What is being asked
Every line from the line containing "TARGET = man in yellow shirt" through the final line of the data is to be printed exactly; no other line is to appear.

##### Dataset excerpts

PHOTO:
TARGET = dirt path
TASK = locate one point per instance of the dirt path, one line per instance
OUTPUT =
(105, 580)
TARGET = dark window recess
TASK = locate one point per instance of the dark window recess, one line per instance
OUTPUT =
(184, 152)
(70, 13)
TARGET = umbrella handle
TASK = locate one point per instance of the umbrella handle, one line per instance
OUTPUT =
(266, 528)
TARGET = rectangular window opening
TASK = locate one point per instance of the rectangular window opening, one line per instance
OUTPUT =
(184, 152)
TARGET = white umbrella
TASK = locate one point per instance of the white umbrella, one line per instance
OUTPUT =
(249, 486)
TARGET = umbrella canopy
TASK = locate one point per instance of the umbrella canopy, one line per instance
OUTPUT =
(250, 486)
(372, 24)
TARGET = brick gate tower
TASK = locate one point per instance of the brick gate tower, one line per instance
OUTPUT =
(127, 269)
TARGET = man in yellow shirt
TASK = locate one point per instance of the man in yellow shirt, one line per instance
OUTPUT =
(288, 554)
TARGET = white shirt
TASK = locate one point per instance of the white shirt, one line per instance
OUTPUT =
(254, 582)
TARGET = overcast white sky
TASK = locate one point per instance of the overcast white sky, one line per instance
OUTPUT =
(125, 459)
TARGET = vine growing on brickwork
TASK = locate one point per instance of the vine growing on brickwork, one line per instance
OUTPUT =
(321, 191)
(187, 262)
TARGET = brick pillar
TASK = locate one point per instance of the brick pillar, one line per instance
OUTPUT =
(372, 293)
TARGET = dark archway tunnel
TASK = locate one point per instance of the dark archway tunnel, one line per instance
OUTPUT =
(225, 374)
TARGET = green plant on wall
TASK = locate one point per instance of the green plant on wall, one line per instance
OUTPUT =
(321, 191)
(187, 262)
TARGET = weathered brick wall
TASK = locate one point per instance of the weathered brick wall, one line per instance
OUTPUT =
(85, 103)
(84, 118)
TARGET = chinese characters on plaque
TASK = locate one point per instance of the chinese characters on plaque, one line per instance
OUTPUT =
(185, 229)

##########

Result for this task
TARGET = man in yellow shirt
TASK = locate one point per instance of the man in yellow shirt, one line per instance
OUTPUT =
(288, 554)
TARGET = white shirt
TASK = locate one point per instance of the white shirt, one line per instance
OUTPUT =
(254, 582)
TARGET = overcast white sky
TASK = locate one point per instance of the overcast white sky, one line per instance
OUTPUT =
(125, 459)
TARGET = vine growing on brickwork
TASK = locate one point per instance of the vine growing on brickwork, one line per instance
OUTPUT =
(321, 191)
(187, 262)
TARGET = brick pillar
TASK = locate one point per instance of the brick pillar, one line per instance
OUTPUT =
(372, 293)
TARGET = dark archway tunnel
TASK = locate one point per instance of the dark archway tunnel, one line per instance
OUTPUT =
(225, 374)
TARGET = green plant on wall
TASK = locate one point per instance of the green plant on wall, one line per instance
OUTPUT =
(321, 191)
(187, 262)
TARGET = weathered brick wall
TASK = locate one point per instance of the weathered brick wall, one line per instance
OUTPUT =
(85, 103)
(84, 118)
TARGET = chinese characters on plaque
TASK = locate one point per instance of the chinese characters on plaque, one line per instance
OUTPUT =
(185, 229)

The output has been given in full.